#### Input
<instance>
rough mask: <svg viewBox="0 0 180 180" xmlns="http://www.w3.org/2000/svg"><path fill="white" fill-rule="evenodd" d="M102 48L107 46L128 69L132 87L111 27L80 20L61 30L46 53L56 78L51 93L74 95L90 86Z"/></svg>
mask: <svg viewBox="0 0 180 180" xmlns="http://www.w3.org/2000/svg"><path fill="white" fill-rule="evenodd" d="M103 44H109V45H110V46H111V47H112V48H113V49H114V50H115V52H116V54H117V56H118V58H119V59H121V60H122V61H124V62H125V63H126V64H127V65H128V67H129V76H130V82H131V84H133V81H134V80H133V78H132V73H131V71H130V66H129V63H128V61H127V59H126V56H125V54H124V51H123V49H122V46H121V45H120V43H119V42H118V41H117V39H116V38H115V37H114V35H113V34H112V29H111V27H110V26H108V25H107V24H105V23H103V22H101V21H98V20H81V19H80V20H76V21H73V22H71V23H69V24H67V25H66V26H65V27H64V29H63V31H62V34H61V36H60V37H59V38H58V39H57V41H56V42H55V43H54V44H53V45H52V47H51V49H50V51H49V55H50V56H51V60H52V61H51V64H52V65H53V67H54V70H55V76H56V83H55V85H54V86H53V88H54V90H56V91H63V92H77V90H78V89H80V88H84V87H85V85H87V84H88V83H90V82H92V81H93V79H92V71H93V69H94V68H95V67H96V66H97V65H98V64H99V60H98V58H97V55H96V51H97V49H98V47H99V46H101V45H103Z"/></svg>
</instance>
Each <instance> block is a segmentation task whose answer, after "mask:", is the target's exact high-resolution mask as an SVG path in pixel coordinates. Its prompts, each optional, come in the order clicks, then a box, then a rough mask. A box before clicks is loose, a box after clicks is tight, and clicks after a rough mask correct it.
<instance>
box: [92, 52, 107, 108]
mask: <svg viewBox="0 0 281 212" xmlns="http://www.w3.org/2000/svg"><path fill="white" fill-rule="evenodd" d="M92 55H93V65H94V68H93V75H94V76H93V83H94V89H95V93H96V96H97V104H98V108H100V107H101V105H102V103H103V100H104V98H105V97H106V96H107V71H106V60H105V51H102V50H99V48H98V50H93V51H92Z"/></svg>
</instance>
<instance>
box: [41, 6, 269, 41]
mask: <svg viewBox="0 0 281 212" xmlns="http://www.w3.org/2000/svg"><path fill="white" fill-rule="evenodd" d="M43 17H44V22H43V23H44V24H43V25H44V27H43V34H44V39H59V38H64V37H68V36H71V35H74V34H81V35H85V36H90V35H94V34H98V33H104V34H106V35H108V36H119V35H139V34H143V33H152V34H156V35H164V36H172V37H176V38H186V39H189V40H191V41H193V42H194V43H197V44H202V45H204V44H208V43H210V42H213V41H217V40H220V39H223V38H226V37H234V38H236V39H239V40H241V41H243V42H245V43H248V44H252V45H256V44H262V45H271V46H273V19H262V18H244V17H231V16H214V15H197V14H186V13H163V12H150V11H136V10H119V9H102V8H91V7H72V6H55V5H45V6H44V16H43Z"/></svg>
########
Starting at the beginning of the material and stopping after the line that contains "rough mask: <svg", rewrite those lines with "rough mask" changed to "coarse mask" and everything else unchanged.

<instance>
coarse mask: <svg viewBox="0 0 180 180" xmlns="http://www.w3.org/2000/svg"><path fill="white" fill-rule="evenodd" d="M102 48L107 46L128 69L132 87L111 27L80 20L61 30L46 53L56 78L51 93L74 95L90 86Z"/></svg>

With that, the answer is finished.